## [Exercise instructions]
Reproduce word for word, from the entries below, the line with "Target: hairy leg", the line with "Target: black fabric garment", and every line between them, and nothing more.

─── Task material ───

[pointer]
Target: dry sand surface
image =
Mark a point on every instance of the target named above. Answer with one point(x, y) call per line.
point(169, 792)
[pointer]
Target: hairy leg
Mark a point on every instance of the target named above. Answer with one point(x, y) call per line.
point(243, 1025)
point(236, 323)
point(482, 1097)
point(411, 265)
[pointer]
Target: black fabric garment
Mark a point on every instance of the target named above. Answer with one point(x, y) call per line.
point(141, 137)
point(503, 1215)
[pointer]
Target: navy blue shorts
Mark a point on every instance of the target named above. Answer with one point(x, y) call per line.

───

## [Result of the exercise]
Target: hairy leg
Mark a point on every instance of the target named above. Answer with one point(x, y) call per line.
point(243, 1025)
point(236, 323)
point(482, 1097)
point(411, 265)
[pointer]
Target: black fabric garment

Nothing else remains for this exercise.